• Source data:
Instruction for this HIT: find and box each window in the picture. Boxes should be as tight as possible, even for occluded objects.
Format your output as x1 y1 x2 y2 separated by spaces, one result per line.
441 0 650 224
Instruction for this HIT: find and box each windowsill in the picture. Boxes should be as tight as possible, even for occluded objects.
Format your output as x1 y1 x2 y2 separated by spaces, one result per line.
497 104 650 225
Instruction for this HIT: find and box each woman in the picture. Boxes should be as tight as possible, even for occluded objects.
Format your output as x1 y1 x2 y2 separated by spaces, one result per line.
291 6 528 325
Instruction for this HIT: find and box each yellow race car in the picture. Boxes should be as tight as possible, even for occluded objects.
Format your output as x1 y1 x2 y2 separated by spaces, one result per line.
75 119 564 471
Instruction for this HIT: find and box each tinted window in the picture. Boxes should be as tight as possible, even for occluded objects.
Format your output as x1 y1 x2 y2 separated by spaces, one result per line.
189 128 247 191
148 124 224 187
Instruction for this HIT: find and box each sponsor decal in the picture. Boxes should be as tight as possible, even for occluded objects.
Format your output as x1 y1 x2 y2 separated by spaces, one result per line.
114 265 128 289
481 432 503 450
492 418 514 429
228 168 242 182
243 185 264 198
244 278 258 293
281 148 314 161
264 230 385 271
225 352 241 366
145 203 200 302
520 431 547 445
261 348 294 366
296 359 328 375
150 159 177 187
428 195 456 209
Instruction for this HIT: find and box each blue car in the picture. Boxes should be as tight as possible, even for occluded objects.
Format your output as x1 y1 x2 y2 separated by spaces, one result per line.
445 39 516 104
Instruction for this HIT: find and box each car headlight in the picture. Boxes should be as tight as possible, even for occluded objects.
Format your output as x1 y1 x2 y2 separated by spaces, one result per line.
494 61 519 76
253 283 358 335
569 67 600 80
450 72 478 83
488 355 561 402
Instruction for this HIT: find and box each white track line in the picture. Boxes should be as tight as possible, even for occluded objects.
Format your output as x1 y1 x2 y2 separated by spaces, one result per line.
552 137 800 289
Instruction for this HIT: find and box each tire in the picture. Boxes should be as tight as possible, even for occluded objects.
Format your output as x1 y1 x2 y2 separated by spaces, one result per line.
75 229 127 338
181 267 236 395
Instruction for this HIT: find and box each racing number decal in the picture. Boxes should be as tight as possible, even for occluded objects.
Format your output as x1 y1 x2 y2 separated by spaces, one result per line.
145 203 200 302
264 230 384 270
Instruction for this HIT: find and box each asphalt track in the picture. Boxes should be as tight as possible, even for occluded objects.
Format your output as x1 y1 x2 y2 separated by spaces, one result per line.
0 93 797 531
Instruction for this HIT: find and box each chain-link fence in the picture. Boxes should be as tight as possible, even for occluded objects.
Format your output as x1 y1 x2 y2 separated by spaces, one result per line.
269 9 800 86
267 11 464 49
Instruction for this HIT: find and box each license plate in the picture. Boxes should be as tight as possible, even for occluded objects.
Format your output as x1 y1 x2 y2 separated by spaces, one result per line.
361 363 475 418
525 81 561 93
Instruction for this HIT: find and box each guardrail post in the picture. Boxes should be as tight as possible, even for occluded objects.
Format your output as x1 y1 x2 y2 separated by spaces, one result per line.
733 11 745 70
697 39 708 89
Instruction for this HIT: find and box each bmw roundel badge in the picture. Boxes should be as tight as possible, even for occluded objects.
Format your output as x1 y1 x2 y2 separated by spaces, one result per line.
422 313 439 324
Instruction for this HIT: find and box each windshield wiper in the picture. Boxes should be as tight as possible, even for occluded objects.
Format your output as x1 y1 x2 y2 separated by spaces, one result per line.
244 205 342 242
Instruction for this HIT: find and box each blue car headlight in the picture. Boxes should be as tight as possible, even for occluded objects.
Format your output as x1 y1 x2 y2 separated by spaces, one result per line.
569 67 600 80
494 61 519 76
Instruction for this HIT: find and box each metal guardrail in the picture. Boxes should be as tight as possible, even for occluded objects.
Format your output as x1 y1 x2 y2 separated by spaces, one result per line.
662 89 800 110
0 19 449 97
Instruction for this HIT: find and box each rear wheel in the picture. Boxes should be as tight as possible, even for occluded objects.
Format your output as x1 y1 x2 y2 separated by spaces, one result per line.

• Instruction: Print every line of the material above without changing anything.

• Task result:
Instruction for this HIT: find and box each window in the picture. Boxes should be as tight as possible, even for occluded objects.
Format your output as x1 y1 x2 y2 separated by spaces, one result per line.
441 0 650 224
Instruction for this HIT: find and box each windowsill in the picture. Boxes should be as tight as possible, even for occluded objects.
Format your output as x1 y1 x2 y2 separated by spaces, one result per line.
497 104 650 225
Instruction for this HIT: find and box each woman in the picture. Boxes should be as tight as possible, even for occluded objects.
Format your output as x1 y1 x2 y2 separated by spaces, one result per line.
291 6 528 325
Instruction for this HIT: find and box each yellow race car in the picture. Boxes should be as tight as possible, even for occluded objects.
Format your output as x1 y1 x2 y2 separated by spaces, one result per line.
75 119 564 471
Instruction for this HIT: find and box each tinted window in the picture. Boxes should be as tight as possible, even for occluded objects.
Format your output as x1 y1 x2 y2 separated by spaces, one result per line.
189 128 247 191
148 124 224 187
Instruction for this HIT: find and box each sponsor decal in the picture. Boxes should be as tight as possible, even for occluded objects.
Format your output as x1 y1 x2 y2 separated by spaces, one result per line.
114 265 128 289
481 432 503 450
492 418 514 429
228 168 242 182
243 185 264 198
244 278 258 293
281 148 314 161
264 230 385 271
225 352 241 366
145 203 200 302
520 431 547 445
261 348 294 366
296 359 328 375
150 159 177 187
428 195 456 209
Instruction for this HIT: find and box each blue car in the picture. Boxes should be as tight as possible, even for occluded objects.
Format your output as x1 y1 x2 y2 separated by spaces, one result per line.
445 39 516 104
Instruction for this HIT: find and box each car headlight in the picture. Boxes should be as tight as possible, even for occluded objects.
Format your output as x1 y1 x2 y2 separated by spaces, one result per line.
494 61 519 76
253 283 358 335
569 67 600 80
450 72 478 83
488 355 561 402
Instruction for this HIT: find and box each white track line in the picture. Boxes should be as tight as possible, even for occluded objects.
Format your output as x1 y1 x2 y2 separated by spaces, one result per line.
552 137 800 289
Instruction for this HIT: find and box each tire in the picture. Boxes should be as tight as possible, even for occluded objects.
Format your output as x1 y1 x2 y2 separated by spaces, one result per line.
75 229 127 338
181 267 236 395
Instruction for this HIT: find and box each racing number decal in the picture. Boxes should be as tight as possible, even for occluded objects.
Format your output as x1 y1 x2 y2 separated by spaces, one result per line.
145 203 200 302
264 230 384 270
Instruction for this HIT: find and box each asphalt track in the picture. Boxes should be as tight as possible, even for occluded objects.
Format your output as x1 y1 x2 y2 separated by spaces, one result per line.
0 93 797 531
Instruction for this HIT: find and box each chain-link fence in the picture. Boxes should be as tight as possible, even for occluded objects.
Format your output as x1 y1 x2 y2 separated by spaces, one result per line.
269 9 800 86
267 11 464 49
Instruction for this HIT: find and box each license plate in the picture. Boxes should be as tight as possible, even for occluded objects.
Format your output as x1 y1 x2 y2 separated by spaces, one result per line.
361 363 475 418
525 81 561 93
Instruction for this HIT: find and box each guardrail post in the picture. Boxes should be as tight as possible, even for occluded objects.
Format your output as x1 y1 x2 y2 separated by spaces, one result per line.
733 11 745 70
697 39 708 89
Instruction for this HIT: find and box each bmw roundel badge in the picture. Boxes should be as tight as possible, even for occluded objects.
Format your output as x1 y1 x2 y2 separated by spaces, one result per line.
422 313 439 324
Instruction for this HIT: find and box each windshield wiper in the picture. Boxes should be as tight as possible, even for occluded objects.
Format your output as x1 y1 x2 y2 separated by spaces, one result per line.
244 205 342 242
Instruction for this HIT: find and box each blue car headlight in the picture. Boxes should be as tight as possible, even for occluded objects.
Format your output as x1 y1 x2 y2 separated by spaces, one result per line.
569 67 600 80
494 61 519 76
Instruction for this HIT: find and box each metal guardrail in the picture. Boxes should be as tight as possible, even for occluded objects.
Format your output as x1 y1 x2 y2 separated by spaces, one result per line.
662 89 800 110
0 19 449 97
Instruction for this HIT: find and box each rear wheel in the picture. Boxes should be as tight as possible, even for occluded objects.
Format your output as x1 y1 x2 y2 separated by spaces, one result per line.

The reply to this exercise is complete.